▶ [Information given]

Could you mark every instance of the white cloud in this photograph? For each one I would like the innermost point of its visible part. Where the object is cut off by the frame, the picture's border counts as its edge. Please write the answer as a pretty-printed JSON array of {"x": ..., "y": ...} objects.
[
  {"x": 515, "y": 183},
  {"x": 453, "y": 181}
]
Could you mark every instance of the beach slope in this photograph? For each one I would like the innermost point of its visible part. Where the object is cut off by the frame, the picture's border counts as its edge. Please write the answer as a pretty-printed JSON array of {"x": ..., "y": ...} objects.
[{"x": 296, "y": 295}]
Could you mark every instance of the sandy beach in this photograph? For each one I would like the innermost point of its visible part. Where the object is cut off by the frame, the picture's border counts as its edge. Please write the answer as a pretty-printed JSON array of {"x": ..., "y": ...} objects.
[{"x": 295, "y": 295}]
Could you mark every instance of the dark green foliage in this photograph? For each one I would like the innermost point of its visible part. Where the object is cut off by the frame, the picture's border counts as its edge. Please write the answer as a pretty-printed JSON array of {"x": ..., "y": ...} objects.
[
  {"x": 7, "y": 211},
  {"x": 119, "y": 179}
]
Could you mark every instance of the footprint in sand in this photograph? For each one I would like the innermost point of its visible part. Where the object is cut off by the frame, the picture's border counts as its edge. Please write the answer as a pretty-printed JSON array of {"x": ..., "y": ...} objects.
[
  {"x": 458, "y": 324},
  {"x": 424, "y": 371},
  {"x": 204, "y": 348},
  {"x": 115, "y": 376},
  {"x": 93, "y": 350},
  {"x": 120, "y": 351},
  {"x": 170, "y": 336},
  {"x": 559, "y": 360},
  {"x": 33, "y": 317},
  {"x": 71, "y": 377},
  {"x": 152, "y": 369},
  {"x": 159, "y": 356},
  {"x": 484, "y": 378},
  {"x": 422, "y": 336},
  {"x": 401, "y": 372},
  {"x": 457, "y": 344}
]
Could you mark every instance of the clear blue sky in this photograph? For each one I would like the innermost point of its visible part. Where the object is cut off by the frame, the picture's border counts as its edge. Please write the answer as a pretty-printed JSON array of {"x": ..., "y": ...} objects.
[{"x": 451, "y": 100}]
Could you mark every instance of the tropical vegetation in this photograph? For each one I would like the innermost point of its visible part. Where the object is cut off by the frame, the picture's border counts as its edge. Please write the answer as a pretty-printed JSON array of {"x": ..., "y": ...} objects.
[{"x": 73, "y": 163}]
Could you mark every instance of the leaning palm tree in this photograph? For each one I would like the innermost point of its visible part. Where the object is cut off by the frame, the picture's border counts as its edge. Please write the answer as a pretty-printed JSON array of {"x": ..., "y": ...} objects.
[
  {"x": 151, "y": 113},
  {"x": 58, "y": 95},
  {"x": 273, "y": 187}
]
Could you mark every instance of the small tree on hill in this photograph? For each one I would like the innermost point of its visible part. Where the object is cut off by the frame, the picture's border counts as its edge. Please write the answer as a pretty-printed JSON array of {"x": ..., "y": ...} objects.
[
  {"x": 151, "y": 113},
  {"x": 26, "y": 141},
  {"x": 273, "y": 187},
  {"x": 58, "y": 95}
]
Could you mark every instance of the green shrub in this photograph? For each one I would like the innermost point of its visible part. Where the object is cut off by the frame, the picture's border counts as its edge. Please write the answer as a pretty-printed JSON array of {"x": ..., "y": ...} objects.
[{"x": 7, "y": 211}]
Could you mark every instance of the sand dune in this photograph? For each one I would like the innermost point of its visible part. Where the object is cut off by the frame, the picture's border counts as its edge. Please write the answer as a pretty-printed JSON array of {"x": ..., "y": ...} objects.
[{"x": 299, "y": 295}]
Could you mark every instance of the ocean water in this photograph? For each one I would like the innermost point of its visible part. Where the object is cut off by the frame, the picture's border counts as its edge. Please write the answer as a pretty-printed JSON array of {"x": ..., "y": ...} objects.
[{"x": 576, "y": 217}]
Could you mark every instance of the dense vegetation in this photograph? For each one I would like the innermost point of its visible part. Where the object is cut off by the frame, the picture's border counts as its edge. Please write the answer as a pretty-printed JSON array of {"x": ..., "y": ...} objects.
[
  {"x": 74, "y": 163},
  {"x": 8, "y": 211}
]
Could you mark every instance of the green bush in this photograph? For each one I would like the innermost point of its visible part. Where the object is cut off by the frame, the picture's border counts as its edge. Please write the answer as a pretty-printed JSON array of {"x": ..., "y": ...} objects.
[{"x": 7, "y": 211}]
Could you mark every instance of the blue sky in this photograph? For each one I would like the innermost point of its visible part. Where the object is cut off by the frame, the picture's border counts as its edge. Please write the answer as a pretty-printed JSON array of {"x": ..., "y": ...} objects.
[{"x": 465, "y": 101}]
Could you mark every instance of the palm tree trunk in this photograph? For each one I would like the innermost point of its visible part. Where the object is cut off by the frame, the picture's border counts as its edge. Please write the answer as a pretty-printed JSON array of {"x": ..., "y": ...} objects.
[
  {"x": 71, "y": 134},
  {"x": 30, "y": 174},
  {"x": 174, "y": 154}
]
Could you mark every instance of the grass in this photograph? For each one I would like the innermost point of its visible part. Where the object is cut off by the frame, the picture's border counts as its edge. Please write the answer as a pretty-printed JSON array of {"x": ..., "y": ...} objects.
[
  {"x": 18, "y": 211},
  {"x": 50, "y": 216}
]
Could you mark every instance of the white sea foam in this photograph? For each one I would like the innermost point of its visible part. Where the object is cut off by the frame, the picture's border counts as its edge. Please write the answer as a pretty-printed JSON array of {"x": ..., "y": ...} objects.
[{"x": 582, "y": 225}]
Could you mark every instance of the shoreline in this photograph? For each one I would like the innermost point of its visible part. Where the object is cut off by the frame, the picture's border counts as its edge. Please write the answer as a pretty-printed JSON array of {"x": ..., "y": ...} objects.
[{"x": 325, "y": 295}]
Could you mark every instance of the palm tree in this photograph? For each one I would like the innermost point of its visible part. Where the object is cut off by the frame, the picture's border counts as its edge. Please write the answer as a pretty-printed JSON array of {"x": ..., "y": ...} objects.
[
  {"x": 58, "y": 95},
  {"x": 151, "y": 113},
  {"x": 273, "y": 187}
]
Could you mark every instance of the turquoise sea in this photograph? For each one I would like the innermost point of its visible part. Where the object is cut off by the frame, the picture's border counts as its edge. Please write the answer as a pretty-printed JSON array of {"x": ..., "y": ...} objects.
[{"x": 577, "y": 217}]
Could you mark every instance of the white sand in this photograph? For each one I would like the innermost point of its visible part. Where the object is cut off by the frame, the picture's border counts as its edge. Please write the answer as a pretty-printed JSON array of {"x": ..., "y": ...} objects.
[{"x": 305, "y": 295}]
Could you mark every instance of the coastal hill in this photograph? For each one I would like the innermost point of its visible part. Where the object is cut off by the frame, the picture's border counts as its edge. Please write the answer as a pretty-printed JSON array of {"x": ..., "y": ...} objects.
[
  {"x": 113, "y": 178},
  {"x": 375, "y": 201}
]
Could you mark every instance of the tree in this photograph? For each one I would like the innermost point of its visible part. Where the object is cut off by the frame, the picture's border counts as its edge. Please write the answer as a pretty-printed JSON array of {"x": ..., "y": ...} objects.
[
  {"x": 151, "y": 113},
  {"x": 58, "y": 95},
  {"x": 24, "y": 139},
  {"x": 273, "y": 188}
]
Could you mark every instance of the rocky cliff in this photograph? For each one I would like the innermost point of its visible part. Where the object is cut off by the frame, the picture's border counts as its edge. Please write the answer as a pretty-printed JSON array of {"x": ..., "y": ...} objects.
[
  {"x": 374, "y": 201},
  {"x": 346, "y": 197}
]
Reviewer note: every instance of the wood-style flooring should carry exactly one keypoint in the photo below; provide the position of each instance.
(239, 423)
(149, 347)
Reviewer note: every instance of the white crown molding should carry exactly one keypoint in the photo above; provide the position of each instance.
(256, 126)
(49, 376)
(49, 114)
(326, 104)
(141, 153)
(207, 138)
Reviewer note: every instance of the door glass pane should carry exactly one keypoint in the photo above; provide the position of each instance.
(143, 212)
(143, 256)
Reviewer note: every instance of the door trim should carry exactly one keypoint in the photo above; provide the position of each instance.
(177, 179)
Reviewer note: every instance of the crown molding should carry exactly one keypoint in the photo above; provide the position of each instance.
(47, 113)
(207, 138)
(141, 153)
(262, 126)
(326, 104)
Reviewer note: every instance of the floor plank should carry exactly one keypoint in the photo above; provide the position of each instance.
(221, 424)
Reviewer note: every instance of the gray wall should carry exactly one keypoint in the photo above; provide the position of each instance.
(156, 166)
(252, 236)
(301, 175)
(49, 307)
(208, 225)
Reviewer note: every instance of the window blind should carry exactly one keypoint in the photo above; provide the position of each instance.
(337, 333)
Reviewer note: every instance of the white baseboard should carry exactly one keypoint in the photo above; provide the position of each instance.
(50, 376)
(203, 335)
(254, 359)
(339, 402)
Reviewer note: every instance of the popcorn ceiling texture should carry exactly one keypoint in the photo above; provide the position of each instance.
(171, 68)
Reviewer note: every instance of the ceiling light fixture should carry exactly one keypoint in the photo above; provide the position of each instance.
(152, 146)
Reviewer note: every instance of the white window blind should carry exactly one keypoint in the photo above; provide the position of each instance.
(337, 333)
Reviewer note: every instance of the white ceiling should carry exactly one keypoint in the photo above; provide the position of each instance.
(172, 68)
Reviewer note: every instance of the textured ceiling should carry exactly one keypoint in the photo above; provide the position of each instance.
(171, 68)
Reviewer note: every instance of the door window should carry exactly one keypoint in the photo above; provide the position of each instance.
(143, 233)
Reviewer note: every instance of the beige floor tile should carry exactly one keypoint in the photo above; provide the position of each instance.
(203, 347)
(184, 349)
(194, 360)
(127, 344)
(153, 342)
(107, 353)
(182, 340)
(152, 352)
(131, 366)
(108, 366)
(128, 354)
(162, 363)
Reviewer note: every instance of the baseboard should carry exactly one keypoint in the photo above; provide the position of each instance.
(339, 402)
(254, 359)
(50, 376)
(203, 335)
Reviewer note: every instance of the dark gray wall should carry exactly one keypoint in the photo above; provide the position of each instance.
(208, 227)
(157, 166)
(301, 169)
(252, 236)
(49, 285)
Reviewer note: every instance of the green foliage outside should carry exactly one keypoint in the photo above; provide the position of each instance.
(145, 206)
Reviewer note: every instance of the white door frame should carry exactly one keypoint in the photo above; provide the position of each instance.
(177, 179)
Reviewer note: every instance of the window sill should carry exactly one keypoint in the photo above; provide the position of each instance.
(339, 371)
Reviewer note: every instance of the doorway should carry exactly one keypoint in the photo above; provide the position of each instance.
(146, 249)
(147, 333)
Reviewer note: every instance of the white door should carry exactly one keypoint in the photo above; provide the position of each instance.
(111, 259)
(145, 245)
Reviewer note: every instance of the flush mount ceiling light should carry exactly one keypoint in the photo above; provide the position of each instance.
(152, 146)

▶ [Instructions to follow] Set down exactly the lines that begin with the one containing "Reviewer note: every instance of the dark" and end with the last line above, and no others.

▶ [Solution for this problem]
Reviewer note: every instance of the dark gray wall should carry exactly one keypoint in the photo above; provide the position of each instance.
(208, 227)
(157, 166)
(301, 169)
(252, 236)
(49, 285)
Reviewer note: every instance of the green foliage outside should carry exactly one keypoint in the photo above; provide the position of each instance.
(145, 206)
Reviewer note: every instance of the white door frame should carry exactly one keypoint in the photo above; provide the position of each instance.
(177, 179)
Reviewer note: every instance of the window sill should carry exactly one keypoint in the photo above; provide the position of each instance.
(339, 371)
Reviewer note: every instance of the doorway should carry exactly one keypoint in the photo above; provide the position of each instance.
(146, 249)
(147, 333)
Reviewer note: every instance of the white door should carry exactly one keypoint in the photo above; provide the position of each instance.
(111, 259)
(145, 245)
Reviewer note: every instance of the flush mount ceiling light should carry exactly one keypoint in the photo above; provide the position of each instance.
(152, 146)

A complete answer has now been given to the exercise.